[Passage start]

The Senate fell short of the votes to override Trump's veto of a bipartisan resolution asserting that congressional authority on Thursday. Trump vetoed the measure Wednesday, calling it “insulting” and an attempt to divide the Republican party ahead of the presidential election.

The override attempt was defeated with 49 senators voting in favor of the override and 44 opposed. The measure needed two-thirds support to be approved.

Feb. 13, 202007:26

The resolution's chief sponsor, Democratic Sen. Tim Kaine of Virginia, said the war powers measure was not about Trump or even the presidency, but instead was an important reassertion of congressional power to declare war.

“It's not insulting. It's our job,'' he said ahead of Thursday's vote. The measure was introduced "to stop an unnecessary war,'' Kaine said.

Members of Congress from both parties expressed concern after the U.S. launched an airstrike that killed a top Iranian general in Iraq in January. Lawmakers said they feared that Iran and the U.S. were perilously close to all-out conflict and moved to restrain further actions Trump might take against Iran.

The Constitution gives Congress the power to declare war. Even so, Trump said the resolution implied that his own constitutional authority to use military force was limited to defending the United States and its forces against imminent attack.

“That is incorrect,” Trump said in a statement. “We live in a hostile world of evolving threats and the Constitution recognizes that the president must be able to anticipate our adversaries’ next moves and take swift and decisive action in response. That’s what I did!”

Kaine said Trump's comments misconstrued the Constitution. Addressing Trump, he said, "Mr. President, you cannot tell the Article I branch (Congress) how to do its job.''

The resolution, approved by the Republican-controlled Senate and Democratic-controlled House, came in the wake of rising conflict between the U.S. and Iran.

Tensions rose after the Trump administration withdrew from a nuclear deal with Iran led by the Obama administration and reimposed crippling sanctions against Tehran. Last year, the U.S. sent thousands more troops, including long-range bombers and an aircraft carrier, to the Middle East in response to what it called a growing threat of Iranian attacks on U.S. interests in the region.

[Passage end]

• **Direction**
Rewrite the Senate veto report from "Kaine said Trump's" up to and including "in the region.", swapping "crippling" for "severe". The records have no connection to the Senate veto report.

[Entries provided start]

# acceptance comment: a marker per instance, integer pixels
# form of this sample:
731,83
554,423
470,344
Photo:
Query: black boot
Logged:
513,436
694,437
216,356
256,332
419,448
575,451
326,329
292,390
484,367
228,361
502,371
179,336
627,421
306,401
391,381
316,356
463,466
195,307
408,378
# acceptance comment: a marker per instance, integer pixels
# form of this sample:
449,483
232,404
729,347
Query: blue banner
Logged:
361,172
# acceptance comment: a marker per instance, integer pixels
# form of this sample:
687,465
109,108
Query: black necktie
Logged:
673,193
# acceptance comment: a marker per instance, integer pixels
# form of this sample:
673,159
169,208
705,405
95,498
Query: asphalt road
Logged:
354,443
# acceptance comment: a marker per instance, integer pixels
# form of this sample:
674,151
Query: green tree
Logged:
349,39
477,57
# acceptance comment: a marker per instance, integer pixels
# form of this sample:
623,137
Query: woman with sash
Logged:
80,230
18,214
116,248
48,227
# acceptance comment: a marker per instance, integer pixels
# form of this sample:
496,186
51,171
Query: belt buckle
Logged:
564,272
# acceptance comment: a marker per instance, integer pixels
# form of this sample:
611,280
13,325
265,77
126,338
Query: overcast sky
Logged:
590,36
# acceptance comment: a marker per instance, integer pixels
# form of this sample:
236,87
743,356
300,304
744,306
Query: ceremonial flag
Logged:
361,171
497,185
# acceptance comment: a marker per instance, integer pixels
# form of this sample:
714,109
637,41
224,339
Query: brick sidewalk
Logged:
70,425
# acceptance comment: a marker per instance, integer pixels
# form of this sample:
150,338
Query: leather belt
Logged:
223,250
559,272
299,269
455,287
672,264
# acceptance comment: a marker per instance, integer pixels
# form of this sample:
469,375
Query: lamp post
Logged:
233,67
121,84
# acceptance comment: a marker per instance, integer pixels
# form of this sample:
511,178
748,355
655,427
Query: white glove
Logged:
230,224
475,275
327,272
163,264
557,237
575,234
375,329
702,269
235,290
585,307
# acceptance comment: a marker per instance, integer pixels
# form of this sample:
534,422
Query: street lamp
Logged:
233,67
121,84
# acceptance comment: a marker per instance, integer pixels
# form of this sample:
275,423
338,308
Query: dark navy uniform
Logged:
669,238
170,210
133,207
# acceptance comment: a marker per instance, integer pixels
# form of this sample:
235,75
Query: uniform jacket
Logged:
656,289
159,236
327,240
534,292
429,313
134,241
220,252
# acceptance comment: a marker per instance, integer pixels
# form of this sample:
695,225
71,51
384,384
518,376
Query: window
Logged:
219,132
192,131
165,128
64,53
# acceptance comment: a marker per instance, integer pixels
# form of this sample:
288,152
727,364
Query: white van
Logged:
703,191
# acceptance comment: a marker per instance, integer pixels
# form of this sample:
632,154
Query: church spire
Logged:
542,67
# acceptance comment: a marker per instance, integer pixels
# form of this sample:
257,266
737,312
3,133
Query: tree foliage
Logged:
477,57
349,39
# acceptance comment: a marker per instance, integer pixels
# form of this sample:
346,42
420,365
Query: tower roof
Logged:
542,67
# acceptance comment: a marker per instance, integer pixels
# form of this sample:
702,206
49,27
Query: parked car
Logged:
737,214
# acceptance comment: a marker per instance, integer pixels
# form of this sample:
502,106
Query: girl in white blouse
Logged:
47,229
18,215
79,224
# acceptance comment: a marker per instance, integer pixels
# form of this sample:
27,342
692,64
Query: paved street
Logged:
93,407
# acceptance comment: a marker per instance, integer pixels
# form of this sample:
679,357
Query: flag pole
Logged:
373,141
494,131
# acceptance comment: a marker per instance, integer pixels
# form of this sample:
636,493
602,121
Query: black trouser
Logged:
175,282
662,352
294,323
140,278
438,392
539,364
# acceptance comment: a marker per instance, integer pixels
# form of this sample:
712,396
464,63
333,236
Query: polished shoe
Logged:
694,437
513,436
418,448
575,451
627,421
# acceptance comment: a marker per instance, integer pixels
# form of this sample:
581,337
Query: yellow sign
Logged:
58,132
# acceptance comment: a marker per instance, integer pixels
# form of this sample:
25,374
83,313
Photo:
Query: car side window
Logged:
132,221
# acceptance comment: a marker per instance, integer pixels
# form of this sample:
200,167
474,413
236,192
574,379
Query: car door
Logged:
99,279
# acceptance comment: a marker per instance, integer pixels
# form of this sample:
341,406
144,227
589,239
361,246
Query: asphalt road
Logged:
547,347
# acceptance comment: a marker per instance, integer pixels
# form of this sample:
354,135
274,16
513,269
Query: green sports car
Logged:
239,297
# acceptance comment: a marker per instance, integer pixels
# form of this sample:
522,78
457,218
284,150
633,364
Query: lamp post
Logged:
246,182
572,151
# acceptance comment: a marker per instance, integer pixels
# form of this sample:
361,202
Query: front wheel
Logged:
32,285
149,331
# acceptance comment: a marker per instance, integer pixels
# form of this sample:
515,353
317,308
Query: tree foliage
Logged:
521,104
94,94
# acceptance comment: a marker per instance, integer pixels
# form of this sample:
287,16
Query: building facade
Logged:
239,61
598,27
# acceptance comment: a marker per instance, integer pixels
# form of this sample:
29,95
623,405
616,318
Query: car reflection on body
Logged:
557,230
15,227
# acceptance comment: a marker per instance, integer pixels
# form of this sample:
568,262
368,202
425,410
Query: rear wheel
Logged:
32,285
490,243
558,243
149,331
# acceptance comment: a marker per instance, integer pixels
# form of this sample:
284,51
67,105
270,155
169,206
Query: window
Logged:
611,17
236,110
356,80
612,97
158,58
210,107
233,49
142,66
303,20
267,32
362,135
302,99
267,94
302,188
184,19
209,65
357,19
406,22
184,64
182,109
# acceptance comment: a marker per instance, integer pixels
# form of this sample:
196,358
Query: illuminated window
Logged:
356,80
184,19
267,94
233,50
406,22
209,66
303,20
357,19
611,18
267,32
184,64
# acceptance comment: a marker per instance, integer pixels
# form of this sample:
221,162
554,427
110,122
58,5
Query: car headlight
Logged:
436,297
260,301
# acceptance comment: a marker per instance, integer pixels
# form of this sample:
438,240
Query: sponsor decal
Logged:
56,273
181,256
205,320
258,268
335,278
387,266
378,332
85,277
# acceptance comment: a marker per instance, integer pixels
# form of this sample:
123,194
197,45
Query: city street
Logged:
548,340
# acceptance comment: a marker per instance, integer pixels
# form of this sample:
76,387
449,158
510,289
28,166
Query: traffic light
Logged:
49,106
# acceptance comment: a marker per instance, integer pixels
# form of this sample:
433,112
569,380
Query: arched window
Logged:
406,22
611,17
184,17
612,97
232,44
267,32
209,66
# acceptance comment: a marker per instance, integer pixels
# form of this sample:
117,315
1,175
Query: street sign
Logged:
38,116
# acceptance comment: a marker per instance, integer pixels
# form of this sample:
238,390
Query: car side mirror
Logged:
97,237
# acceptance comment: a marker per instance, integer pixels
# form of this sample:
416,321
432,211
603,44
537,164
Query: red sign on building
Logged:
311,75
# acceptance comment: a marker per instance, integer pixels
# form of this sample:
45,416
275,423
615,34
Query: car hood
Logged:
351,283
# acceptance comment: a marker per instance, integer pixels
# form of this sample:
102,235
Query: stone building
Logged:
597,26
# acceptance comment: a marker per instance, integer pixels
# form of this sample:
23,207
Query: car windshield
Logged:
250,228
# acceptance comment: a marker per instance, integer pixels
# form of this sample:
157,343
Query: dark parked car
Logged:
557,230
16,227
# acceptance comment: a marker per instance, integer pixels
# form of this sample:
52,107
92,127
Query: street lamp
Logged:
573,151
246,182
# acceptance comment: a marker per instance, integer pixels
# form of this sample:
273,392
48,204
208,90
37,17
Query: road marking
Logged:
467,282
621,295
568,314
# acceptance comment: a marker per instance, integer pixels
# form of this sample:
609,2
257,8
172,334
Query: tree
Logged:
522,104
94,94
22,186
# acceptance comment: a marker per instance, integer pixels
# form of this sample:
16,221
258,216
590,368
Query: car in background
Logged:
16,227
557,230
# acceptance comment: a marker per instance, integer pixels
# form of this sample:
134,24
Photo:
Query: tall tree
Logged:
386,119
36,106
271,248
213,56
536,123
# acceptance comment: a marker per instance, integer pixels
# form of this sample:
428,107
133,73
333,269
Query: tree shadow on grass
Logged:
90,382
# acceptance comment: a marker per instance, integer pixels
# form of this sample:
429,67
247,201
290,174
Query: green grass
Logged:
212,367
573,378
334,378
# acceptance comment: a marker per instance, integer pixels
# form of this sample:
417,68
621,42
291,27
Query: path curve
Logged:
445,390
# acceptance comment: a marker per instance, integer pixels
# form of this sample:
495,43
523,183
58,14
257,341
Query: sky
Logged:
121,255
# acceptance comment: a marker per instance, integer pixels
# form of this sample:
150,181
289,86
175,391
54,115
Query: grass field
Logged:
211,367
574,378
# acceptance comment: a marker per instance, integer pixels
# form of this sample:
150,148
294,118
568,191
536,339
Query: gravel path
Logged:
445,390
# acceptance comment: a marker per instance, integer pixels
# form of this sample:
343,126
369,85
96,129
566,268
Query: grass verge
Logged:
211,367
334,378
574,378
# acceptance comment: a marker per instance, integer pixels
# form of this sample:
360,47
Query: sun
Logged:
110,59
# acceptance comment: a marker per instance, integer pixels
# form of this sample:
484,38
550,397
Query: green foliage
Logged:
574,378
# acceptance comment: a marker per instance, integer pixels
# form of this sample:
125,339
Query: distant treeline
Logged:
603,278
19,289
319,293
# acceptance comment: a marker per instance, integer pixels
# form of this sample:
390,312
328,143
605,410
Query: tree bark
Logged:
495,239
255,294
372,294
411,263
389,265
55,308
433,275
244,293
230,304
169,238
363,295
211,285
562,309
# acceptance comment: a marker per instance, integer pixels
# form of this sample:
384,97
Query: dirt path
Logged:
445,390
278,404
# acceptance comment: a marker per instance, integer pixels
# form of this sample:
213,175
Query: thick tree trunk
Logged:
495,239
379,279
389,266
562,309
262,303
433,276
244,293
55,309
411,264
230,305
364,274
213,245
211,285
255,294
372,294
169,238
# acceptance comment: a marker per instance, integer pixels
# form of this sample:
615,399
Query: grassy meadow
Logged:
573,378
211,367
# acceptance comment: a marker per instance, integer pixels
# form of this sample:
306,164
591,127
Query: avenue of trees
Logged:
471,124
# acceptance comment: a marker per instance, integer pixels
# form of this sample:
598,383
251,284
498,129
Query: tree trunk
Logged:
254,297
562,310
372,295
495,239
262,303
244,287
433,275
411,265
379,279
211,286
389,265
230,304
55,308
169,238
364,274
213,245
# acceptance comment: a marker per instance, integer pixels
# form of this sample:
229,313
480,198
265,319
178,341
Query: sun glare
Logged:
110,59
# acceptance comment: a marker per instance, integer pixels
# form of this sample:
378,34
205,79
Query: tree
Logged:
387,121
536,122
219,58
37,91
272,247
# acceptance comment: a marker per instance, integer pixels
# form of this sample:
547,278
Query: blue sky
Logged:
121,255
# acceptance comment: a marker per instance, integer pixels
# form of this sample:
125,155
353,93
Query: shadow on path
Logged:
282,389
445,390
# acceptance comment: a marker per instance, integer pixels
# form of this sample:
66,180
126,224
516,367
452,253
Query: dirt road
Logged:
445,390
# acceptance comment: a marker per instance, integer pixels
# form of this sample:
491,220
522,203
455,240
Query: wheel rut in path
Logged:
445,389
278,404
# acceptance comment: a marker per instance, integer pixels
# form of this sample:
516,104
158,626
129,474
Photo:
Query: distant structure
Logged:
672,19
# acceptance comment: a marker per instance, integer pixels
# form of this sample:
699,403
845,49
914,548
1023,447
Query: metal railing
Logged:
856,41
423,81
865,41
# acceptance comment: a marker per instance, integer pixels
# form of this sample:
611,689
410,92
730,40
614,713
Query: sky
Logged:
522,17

[Entries provided end]

• **The result**
Kaine said Trump's comments misconstrued the Constitution. Addressing Trump, he said, "Mr. President, you cannot tell the Article I branch (Congress) how to do its job.''

The resolution, approved by the Republican-controlled Senate and Democratic-controlled House, came in the wake of rising conflict between the U.S. and Iran.

Tensions rose after the Trump administration withdrew from a nuclear deal with Iran led by the Obama administration and reimposed severe sanctions against Tehran. Last year, the U.S. sent thousands more troops, including long-range bombers and an aircraft carrier, to the Middle East in response to what it called a growing threat of Iranian attacks on U.S. interests in the region.